Requirements: Reproduce the data below word for word, leaving out the pictures.

Source material:

_ _ _ _

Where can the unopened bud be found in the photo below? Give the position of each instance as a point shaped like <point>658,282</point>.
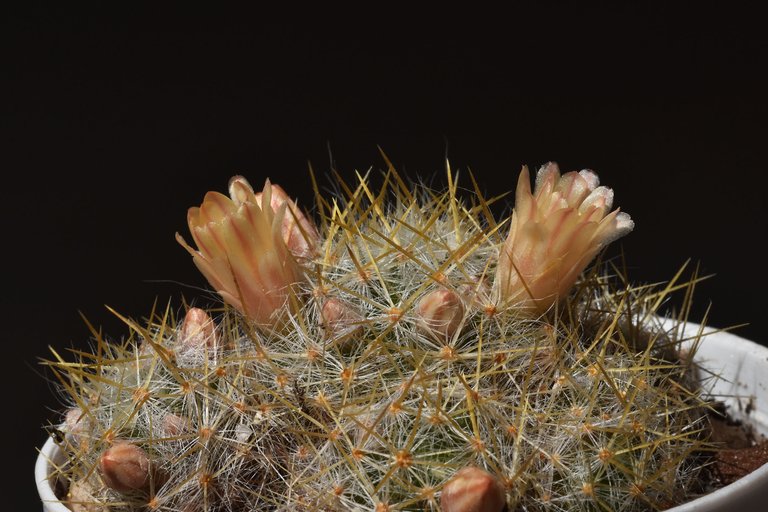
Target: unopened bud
<point>197,330</point>
<point>473,490</point>
<point>440,313</point>
<point>125,467</point>
<point>339,318</point>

_ _ _ _

Answer to the exercise:
Where can the unopened bud be found in the photo below? Give the position of each instance as a point shaped like <point>658,282</point>.
Target: unopened bud
<point>197,330</point>
<point>473,490</point>
<point>440,313</point>
<point>125,467</point>
<point>339,318</point>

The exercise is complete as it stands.